__Description of the task__. Every record below is to be repeated exactly, with the pictures left out.

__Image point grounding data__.
[Start of section]

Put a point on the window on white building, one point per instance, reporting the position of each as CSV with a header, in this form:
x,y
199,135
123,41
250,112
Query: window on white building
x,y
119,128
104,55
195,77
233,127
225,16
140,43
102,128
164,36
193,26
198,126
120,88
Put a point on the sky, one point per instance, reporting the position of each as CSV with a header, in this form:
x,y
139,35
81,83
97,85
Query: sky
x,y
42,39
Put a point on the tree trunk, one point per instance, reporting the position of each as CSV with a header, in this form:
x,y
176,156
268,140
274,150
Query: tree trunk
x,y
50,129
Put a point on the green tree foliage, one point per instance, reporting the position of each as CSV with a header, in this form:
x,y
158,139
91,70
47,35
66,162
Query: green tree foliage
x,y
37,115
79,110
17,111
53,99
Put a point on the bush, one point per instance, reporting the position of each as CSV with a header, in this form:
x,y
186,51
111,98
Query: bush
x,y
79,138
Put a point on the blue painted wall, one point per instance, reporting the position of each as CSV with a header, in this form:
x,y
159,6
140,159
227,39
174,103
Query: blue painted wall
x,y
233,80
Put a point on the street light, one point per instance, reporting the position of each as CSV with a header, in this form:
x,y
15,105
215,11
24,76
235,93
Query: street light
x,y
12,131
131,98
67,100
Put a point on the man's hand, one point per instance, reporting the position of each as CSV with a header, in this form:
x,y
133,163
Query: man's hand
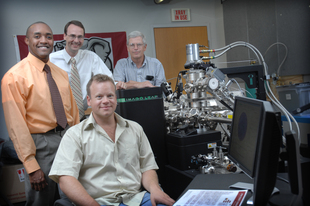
x,y
37,180
158,196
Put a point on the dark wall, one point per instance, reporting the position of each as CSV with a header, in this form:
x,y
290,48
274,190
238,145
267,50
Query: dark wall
x,y
265,22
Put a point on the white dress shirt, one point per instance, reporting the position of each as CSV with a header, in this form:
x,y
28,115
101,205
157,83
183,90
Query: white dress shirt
x,y
88,63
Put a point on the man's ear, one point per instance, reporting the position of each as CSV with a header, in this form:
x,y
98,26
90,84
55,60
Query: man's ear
x,y
26,40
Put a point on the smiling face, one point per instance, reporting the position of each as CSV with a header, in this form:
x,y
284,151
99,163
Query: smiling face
x,y
74,39
40,41
102,100
136,48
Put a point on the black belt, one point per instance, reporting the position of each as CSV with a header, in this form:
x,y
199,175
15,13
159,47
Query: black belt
x,y
57,129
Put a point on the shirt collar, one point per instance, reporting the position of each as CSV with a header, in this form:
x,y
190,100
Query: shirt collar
x,y
37,63
67,57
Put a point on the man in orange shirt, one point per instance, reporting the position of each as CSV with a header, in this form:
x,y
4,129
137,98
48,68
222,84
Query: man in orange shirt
x,y
30,112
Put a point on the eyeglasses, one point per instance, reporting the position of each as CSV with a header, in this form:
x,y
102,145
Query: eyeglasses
x,y
72,36
134,45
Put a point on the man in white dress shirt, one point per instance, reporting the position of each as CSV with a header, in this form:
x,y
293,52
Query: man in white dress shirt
x,y
87,63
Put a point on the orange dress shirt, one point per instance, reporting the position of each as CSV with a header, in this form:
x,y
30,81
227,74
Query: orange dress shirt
x,y
28,107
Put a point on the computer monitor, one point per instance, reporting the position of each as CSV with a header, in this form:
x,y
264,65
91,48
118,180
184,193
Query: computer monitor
x,y
254,144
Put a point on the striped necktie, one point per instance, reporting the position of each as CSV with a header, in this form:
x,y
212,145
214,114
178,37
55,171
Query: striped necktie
x,y
76,87
56,98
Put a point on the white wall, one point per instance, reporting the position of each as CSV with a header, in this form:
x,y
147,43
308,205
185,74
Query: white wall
x,y
102,16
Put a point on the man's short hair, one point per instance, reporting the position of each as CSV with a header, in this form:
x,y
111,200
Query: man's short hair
x,y
98,78
38,22
76,23
136,34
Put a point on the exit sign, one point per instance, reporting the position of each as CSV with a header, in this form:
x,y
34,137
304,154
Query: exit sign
x,y
180,15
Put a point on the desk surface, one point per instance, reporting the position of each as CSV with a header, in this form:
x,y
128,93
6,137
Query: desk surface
x,y
223,181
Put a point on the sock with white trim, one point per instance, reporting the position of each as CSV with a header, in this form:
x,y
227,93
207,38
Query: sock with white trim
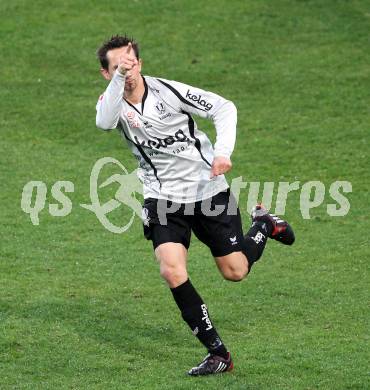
x,y
195,314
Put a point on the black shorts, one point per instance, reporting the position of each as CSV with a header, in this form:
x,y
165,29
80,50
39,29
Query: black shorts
x,y
166,221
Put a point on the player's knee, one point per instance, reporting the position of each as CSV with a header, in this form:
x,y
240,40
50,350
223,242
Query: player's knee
x,y
173,275
234,274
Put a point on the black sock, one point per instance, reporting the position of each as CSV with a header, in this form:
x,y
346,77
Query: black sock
x,y
255,241
195,314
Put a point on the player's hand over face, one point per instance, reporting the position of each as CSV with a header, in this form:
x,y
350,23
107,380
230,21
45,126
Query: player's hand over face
x,y
220,166
128,60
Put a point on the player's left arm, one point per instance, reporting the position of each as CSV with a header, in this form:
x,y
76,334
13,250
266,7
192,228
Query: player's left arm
x,y
221,111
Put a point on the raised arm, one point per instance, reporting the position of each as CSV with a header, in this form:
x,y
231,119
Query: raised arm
x,y
109,105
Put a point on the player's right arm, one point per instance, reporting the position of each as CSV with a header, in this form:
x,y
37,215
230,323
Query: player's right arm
x,y
109,105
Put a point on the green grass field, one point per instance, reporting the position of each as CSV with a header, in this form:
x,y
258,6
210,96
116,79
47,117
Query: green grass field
x,y
82,308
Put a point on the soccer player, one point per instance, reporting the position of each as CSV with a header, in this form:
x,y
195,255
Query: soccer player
x,y
184,186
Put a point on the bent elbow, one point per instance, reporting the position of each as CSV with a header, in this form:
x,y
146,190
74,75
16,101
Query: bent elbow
x,y
103,125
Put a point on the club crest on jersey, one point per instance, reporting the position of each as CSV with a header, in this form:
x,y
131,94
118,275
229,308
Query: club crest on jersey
x,y
198,99
132,120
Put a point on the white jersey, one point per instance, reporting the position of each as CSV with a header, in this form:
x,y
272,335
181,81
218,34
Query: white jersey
x,y
174,156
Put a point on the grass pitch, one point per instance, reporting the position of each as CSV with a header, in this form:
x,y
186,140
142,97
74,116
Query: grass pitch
x,y
82,308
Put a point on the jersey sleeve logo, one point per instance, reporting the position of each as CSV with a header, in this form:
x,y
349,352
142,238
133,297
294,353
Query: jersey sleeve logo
x,y
132,120
160,108
198,99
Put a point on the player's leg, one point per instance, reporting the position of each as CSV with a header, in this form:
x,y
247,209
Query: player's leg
x,y
234,252
170,243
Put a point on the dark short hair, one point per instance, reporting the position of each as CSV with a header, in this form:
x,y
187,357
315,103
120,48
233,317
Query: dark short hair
x,y
115,42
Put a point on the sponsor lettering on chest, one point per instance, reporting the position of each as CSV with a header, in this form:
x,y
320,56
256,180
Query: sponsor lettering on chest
x,y
198,99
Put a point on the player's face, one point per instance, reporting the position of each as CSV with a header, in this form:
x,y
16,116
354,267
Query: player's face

[End of section]

__Your solution__.
Put a point on the window on white building, one point per instance, reporting the position of each as CSV with a header, in this form:
x,y
199,135
123,41
250,112
Query: window on white building
x,y
119,128
104,55
195,77
233,127
225,16
140,43
102,128
164,36
193,26
198,126
120,88
Put a point on the sky, one point per instance, reporting the position of each as CSV with a header, in this form:
x,y
139,35
81,83
97,85
Query: sky
x,y
42,39
Put a point on the tree trunk, one point per instance, reporting the position of each as CSV with a header, in this form:
x,y
176,156
268,140
274,150
Query: tree trunk
x,y
50,129
Put a point on the green tree foliage, one point per instance, reporting the position of each as CSV with a header, in this form:
x,y
158,139
91,70
47,35
66,162
Query: green tree foliage
x,y
37,115
79,110
17,111
53,99
Put a point on the bush, one point per instance, reporting the position of each as CSV with a header, in this form:
x,y
186,51
111,98
Query: bush
x,y
79,138
Put a point on the blue painted wall, one point per instance, reporting the position of each as CSV with a header, in this form:
x,y
159,6
140,159
227,39
174,103
Query: blue painted wall
x,y
233,80
Put a point on the street light, one point per instance, reporting the position of each as CSV with a header, in this form:
x,y
15,105
215,11
24,76
235,93
Query: street light
x,y
12,131
131,98
67,100
Put a point on the man's hand, one point per instance, reporting the position of each as CSV with a header, in this form:
x,y
133,163
Query: man's hand
x,y
37,180
158,196
Put a point on the dark wall, one point per instance, reporting the position of each as CSV with a header, in this form:
x,y
290,48
274,190
238,145
267,50
Query: dark wall
x,y
265,22
Put a point on the white dress shirt, one point per instance, reporting the position of each as CSV with a header, in this form:
x,y
28,115
101,205
157,83
183,90
Query: white dress shirt
x,y
88,63
Put a point on the man's ear, one point per instance, reporting the position of each as CSV with a header, in this form:
x,y
98,26
90,84
55,60
Query: man's ear
x,y
26,40
Put a point on the smiling face, one point per instance, reporting the position of each as CSV with a header, in this form:
x,y
284,151
99,163
Query: smiling face
x,y
74,39
40,41
102,100
136,48
Put a point on the black belt, one point per instance, reporting the position of each as CSV with a header, in this form:
x,y
199,175
15,13
159,47
Query: black belt
x,y
57,129
Put a point on the shirt collar, one point per instance, reporting the position of each as CSV with a header, in this form:
x,y
190,100
Query: shirt collar
x,y
37,63
67,57
Put a point on the man in orange shirt, one point per instance, reporting the position of each as CSV with a header, in this form:
x,y
4,129
137,98
48,68
222,84
Query: man in orange shirt
x,y
30,112
Put a point on the eyeglasses, one point per instance, reporting the position of each as CSV with a header, in this form:
x,y
102,145
Query: eyeglasses
x,y
72,36
134,45
Put a point on the man in white dress shirt, one point per instance, reporting the position of each as CSV with a header, in this form:
x,y
293,52
Query: man in white dress shirt
x,y
87,63
Put a point on the orange dress shirt, one point per instance, reporting the position of each as CSV with a header, in this form:
x,y
30,81
227,74
Query: orange dress shirt
x,y
28,107
Put a point on the computer monitor, one point per instance, reporting the position of each as CSV with a header, in this form:
x,y
264,65
91,48
118,180
184,193
Query: computer monitor
x,y
254,144
Put a point on the striped necktie, one point per instance, reporting the position of each as CSV with a header, in this form:
x,y
212,145
214,114
178,37
55,171
Query: striped necktie
x,y
76,87
56,98
Put a point on the white wall, one point per instance, reporting the position of each as CSV with a header, in this form:
x,y
147,43
308,205
185,74
Query: white wall
x,y
102,16
Put a point on the man's short hair, one point per instance, reporting the position of each as CSV with a header, in this form:
x,y
111,200
Query: man's short hair
x,y
98,78
38,22
76,23
136,34
Put a point on the exit sign, one point per instance, reporting the position of each as CSV with a header, in this form:
x,y
34,137
304,154
Query: exit sign
x,y
180,15
Put a point on the desk surface, one point per instance, reporting the position of each as CSV with a header, in this form:
x,y
128,93
6,137
Query: desk surface
x,y
223,181
Put a point on the sock with white trim, one point per instance, reporting the position of each as CSV with a header, in this form:
x,y
227,93
207,38
Query: sock with white trim
x,y
195,314
Put a point on the black shorts, one point per instance, reporting the position of each as CSV with a header, in this form:
x,y
165,29
80,50
39,29
Query: black shorts
x,y
166,221
Put a point on the player's knee, one point per instance, reporting the position of each as CSV with a header, in this form:
x,y
240,40
50,350
223,242
Query: player's knee
x,y
173,275
234,274
Put a point on the black sock, one point per instance, reporting the position of each as CSV with a header, in this form:
x,y
346,77
Query: black sock
x,y
255,241
195,314
Put a point on the player's hand over face, one point per instance, reporting the position of each as CSV with a header, in this form:
x,y
350,23
107,380
230,21
45,126
Query: player's hand over face
x,y
220,166
128,60
Put a point on the player's left arm, one point per instance, reporting the position of each as CSV with a header, in this form:
x,y
76,334
13,250
266,7
192,228
Query: player's left arm
x,y
221,111
Put a point on the raised arm, one point per instance, reporting the position of each as CSV with a header, in this form:
x,y
231,119
Query: raised arm
x,y
109,105
Put a point on the player's right arm, one point per instance, reporting the position of each as CSV with a header, in this form:
x,y
37,215
230,323
Query: player's right arm
x,y
109,105
Put a point on the green grass field, one point per instance, reporting the position of each as CSV with a header, in this form:
x,y
258,6
210,96
116,79
47,117
Query: green grass field
x,y
82,308
Put a point on the soccer player, one point per instance, reporting the position of each as CSV with a header, in this form:
x,y
195,255
Query: soccer player
x,y
184,186
Put a point on the bent elbow, one point per instance, reporting the position of each as CSV with a header, in this form:
x,y
146,190
74,75
16,101
Query: bent elbow
x,y
103,125
Put a point on the club crest on jersey, one point per instance, reporting the position of each as CSV with a header, in this form:
x,y
131,94
118,275
229,308
Query: club crest on jersey
x,y
198,99
132,120
Put a point on the white jersey, one point per instance, reporting the position of each as CSV with a header, in this form:
x,y
272,335
181,81
218,34
Query: white jersey
x,y
174,156
Put a point on the grass pitch, one point per instance, reporting the position of each as CSV with a header, in this form:
x,y
186,140
142,97
74,116
Query: grass pitch
x,y
82,308
Put a point on the jersey sleeve logo, one point per instance, reporting the position of each as CSV with a header, in this form:
x,y
349,352
142,238
133,297
294,353
Query: jersey sleeve logo
x,y
132,120
160,108
198,99
Put a point on the player's leg, one point per instance, reporting the position of each as CSV with a header, in this form:
x,y
247,209
Query: player's leg
x,y
234,252
170,243
Put a point on the dark short hair, one point per instance, reporting the position of each as CSV with a header, in this form:
x,y
187,357
315,103
120,48
233,317
Query: dark short hair
x,y
115,42
Put a point on the sponsor lettering on chest, one point per instance, reporting the position of each as CSV with a header, in this form:
x,y
320,56
256,180
Query: sponsor lettering on chest
x,y
198,99
Put a point on the player's face, one point per instance, reporting the position of each as CSV with a header, in this form:
x,y
16,116
354,267
Query: player's face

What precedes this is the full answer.